• MATERIAL TO PROCESS
#####

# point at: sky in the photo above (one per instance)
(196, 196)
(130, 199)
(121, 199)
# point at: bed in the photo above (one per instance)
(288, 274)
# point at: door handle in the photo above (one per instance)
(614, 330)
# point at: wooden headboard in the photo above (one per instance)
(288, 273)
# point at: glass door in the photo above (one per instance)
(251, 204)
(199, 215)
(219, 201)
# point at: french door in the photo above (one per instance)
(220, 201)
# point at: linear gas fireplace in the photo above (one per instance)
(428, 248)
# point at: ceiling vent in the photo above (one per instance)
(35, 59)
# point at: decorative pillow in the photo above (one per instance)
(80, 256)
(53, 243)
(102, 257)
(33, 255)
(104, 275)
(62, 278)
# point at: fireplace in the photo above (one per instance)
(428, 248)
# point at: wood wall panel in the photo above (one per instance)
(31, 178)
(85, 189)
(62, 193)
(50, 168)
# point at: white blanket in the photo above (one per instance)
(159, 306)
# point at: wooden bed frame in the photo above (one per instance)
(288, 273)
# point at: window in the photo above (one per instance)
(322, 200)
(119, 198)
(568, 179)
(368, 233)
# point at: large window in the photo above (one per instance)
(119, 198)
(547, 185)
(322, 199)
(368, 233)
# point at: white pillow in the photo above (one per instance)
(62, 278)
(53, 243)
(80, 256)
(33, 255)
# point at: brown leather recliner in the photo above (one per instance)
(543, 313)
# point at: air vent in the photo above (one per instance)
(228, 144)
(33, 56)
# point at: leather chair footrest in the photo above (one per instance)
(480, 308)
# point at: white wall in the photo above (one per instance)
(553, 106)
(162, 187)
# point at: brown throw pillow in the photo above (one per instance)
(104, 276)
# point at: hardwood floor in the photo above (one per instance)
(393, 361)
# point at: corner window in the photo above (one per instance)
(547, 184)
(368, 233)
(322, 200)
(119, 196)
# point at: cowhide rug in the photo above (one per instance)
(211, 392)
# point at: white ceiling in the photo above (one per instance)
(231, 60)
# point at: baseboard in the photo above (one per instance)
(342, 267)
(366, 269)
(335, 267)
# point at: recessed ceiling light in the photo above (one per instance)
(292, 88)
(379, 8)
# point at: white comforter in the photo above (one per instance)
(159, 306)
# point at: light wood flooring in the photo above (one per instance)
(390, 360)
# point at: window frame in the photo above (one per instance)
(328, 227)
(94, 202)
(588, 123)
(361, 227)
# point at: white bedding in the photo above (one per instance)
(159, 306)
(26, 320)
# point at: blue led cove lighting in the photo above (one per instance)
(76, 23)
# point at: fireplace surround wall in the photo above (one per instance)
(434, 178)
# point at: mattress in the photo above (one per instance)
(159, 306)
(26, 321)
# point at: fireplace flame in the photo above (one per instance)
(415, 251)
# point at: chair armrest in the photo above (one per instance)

#####

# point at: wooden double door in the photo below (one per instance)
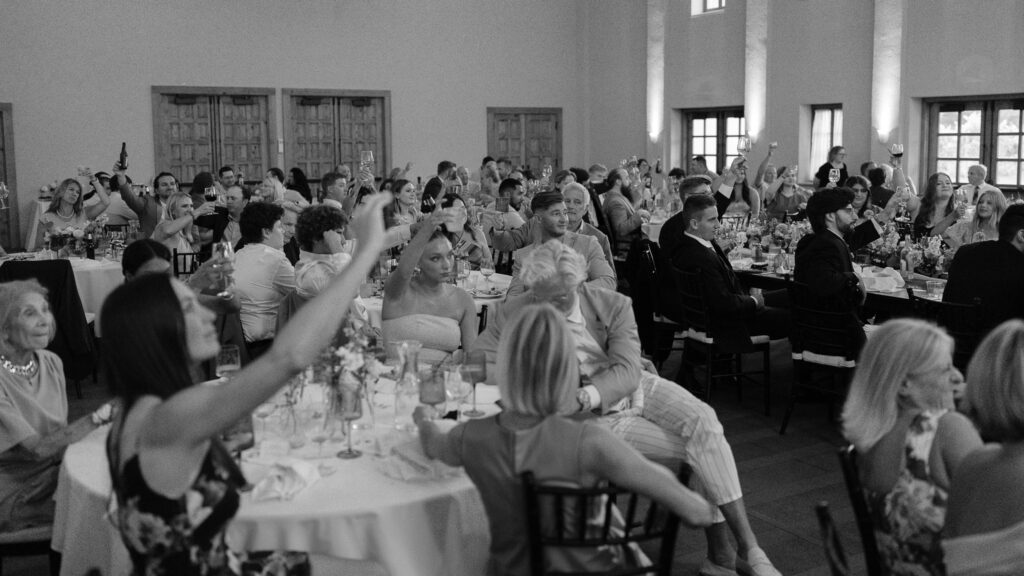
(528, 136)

#####

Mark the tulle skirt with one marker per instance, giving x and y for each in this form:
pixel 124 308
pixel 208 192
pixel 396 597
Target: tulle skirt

#####

• JOB
Copy the listing exactly, from the line with "# point at: leather" to the line with "# point at: chair", including both of those lines.

• SOLUTION
# point at: leather chair footrest in the photo above (one per instance)
(480, 308)
# point at: white wall in the photo above (one per instance)
(553, 106)
(162, 187)
# point at: brown throw pillow in the photo above (one per instance)
(104, 276)
# point at: hardwood floor in the photo above (one per instance)
(393, 361)
# point at: corner window in the photo above (one per instance)
(547, 184)
(368, 233)
(322, 200)
(119, 196)
# point at: cowhide rug in the photo above (one per instance)
(211, 392)
# point at: white ceiling in the photo above (one per instance)
(231, 60)
# point at: baseboard in the photo above (one per instance)
(342, 267)
(366, 269)
(335, 267)
# point at: recessed ceiling light in the photo above (one per instance)
(292, 88)
(379, 8)
# point at: white comforter in the photo above (one per instance)
(159, 306)
# point at: light wood flooring in the photo above (one per instance)
(390, 360)
# point at: window frame in the photo above (one per instance)
(328, 227)
(94, 202)
(588, 123)
(361, 227)
# point at: white bedding in the photo above (one per instance)
(159, 306)
(26, 320)
# point at: blue led cove lighting in the photo above (one per instance)
(76, 23)
# point at: fireplace surround wall in the photo above (one per instance)
(434, 178)
# point at: mattress in the photo above (one per instance)
(159, 306)
(26, 321)
# point at: fireplace flame in the photo above (one per instance)
(415, 251)
# point at: chair armrest in the photo above (one per instance)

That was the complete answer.